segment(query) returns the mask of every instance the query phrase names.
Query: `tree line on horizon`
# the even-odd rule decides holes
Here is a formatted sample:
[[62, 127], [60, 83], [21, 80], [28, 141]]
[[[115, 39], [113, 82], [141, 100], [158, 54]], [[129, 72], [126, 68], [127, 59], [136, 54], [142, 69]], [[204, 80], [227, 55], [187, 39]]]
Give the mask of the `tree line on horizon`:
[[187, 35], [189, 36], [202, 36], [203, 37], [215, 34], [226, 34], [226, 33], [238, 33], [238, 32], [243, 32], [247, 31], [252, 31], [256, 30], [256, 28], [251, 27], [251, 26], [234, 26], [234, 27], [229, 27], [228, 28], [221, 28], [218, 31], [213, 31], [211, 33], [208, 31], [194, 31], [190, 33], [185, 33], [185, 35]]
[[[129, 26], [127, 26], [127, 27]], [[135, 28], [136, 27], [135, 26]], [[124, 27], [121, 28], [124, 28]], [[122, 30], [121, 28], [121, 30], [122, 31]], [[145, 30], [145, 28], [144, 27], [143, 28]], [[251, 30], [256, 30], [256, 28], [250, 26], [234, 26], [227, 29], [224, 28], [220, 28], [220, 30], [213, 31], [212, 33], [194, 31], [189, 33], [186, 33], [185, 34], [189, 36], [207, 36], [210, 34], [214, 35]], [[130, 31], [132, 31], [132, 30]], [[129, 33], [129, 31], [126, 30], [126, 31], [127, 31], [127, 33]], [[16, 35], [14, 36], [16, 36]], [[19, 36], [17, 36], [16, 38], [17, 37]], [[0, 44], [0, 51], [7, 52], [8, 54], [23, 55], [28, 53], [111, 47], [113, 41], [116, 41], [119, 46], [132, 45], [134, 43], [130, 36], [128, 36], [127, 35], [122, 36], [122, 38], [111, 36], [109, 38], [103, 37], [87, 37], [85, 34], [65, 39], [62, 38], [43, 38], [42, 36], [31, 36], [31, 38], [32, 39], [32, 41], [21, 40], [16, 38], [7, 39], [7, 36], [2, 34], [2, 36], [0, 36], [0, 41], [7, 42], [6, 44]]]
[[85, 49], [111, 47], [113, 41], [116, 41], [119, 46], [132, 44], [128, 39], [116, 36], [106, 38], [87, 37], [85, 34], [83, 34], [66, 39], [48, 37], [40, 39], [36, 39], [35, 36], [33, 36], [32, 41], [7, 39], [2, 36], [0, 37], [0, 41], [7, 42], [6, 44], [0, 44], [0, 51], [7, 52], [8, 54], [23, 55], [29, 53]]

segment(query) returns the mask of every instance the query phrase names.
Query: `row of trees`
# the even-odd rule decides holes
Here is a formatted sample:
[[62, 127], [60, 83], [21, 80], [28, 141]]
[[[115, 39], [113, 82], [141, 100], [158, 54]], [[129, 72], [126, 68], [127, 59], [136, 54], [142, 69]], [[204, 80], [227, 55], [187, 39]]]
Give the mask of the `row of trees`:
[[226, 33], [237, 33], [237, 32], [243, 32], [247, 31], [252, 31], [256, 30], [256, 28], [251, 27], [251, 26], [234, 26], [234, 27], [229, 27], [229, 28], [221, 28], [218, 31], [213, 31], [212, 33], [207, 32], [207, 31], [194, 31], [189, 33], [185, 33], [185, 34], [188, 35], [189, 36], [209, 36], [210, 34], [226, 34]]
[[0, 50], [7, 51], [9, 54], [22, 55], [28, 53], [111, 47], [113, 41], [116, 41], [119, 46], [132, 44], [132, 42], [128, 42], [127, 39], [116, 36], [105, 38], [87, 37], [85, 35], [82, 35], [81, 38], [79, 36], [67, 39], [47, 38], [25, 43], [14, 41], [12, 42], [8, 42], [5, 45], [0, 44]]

* * *

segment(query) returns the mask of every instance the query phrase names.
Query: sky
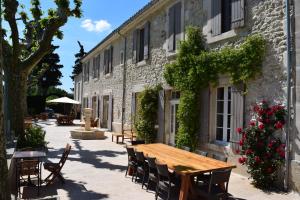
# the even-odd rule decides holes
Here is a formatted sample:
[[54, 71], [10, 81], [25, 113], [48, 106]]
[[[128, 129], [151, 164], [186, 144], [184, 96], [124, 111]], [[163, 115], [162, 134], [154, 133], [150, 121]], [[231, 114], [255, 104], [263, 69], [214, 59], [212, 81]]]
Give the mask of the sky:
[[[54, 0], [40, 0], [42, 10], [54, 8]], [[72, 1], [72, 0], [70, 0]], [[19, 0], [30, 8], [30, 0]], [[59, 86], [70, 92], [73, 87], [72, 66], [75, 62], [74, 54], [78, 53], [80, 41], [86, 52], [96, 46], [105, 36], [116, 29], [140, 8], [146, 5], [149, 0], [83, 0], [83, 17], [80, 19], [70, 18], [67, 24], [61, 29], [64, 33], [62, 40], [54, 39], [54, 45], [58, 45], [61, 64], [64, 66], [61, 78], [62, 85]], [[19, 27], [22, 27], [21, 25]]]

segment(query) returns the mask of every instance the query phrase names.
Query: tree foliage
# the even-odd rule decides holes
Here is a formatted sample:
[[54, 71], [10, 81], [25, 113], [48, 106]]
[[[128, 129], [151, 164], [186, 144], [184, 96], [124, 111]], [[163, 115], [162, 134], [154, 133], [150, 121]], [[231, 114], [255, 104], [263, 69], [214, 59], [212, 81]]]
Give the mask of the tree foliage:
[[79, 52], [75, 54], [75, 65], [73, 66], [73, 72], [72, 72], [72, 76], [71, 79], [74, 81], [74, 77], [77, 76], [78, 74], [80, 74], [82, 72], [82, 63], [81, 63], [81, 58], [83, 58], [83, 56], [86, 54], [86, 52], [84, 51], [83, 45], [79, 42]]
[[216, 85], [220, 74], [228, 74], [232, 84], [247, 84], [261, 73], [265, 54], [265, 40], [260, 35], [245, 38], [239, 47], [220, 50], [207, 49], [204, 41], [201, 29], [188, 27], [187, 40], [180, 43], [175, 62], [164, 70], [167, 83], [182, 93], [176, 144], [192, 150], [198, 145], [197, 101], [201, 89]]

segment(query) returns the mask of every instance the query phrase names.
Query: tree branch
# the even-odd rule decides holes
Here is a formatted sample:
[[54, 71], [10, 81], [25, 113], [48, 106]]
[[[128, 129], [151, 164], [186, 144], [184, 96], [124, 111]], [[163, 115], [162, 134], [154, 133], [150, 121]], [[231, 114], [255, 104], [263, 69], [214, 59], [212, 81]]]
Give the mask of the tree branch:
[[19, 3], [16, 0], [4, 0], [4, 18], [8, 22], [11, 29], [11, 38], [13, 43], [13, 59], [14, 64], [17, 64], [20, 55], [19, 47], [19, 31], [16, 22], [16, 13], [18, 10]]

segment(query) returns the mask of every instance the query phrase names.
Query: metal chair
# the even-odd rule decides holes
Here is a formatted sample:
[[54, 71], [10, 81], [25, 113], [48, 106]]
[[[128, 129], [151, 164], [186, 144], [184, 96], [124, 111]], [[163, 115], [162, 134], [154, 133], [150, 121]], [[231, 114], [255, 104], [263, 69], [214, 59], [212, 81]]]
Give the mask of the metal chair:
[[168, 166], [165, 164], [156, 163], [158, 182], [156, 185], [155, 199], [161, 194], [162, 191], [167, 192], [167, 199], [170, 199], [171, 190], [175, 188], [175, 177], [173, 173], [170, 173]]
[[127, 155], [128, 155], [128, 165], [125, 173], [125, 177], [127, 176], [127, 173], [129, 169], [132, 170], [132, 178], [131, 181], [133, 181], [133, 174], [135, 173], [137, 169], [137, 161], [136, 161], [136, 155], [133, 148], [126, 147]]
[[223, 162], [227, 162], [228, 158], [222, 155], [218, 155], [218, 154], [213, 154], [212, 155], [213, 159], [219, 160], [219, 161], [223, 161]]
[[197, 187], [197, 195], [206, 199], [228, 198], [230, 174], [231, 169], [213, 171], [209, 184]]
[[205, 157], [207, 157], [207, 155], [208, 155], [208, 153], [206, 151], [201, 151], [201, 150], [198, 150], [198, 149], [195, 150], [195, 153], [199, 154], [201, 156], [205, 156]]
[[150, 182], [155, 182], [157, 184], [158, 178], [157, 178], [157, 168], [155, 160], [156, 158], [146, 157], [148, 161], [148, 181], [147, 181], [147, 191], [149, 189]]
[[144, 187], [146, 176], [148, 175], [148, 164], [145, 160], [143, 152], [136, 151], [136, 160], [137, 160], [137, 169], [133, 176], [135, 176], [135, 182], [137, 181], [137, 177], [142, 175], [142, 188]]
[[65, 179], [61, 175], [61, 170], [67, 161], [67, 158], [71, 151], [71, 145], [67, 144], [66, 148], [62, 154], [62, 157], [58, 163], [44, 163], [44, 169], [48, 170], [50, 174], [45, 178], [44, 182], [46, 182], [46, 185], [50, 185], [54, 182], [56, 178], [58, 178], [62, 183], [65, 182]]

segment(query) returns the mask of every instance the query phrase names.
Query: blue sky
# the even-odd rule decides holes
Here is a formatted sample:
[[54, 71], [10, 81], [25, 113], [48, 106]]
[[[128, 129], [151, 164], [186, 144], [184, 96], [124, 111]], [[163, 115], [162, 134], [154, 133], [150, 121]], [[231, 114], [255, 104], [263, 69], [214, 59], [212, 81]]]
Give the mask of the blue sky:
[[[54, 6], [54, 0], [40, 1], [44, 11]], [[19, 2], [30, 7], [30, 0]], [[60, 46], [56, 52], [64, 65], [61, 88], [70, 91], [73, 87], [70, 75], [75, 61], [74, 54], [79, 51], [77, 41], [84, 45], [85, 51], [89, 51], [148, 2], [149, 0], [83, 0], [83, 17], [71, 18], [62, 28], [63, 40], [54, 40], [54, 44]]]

* * *

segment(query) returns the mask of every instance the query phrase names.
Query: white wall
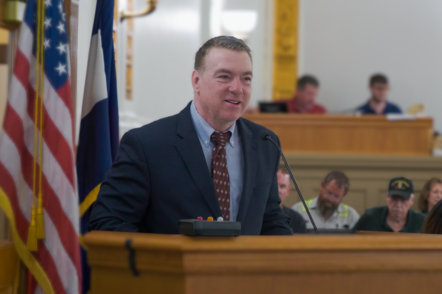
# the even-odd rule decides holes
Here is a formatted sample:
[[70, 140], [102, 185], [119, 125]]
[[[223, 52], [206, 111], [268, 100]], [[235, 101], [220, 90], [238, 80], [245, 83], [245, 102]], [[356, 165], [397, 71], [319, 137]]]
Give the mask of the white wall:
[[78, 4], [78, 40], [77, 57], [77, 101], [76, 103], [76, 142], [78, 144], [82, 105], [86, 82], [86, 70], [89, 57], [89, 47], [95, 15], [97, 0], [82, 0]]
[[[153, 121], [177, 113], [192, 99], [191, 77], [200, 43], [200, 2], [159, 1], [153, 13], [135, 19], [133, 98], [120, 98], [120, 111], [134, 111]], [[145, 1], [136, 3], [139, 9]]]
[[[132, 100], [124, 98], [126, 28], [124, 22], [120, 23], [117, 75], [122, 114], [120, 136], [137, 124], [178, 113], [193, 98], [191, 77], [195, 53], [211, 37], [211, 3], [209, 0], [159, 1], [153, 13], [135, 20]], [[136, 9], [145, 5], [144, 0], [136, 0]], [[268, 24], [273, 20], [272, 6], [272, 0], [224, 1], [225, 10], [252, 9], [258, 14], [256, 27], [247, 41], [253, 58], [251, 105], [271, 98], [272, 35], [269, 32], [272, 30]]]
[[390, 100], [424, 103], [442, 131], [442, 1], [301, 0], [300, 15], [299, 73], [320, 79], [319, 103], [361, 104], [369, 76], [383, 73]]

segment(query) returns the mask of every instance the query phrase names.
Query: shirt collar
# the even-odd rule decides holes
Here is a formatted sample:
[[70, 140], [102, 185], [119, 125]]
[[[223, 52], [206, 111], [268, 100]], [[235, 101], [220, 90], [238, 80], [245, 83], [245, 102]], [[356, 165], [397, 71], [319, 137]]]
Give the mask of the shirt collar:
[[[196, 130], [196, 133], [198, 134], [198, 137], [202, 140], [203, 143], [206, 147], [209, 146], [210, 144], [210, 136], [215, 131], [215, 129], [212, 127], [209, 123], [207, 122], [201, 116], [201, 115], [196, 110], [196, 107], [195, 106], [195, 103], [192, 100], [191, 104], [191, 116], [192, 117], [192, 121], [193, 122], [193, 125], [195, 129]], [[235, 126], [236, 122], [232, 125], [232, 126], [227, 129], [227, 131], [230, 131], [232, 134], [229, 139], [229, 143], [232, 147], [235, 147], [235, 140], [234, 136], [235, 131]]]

* * *

*Your objective:*
Pick out every row that contains the string "shirt", and copy each such row in full.

*Result of this exercise:*
Query: shirt collar
Give the mask of the shirt collar:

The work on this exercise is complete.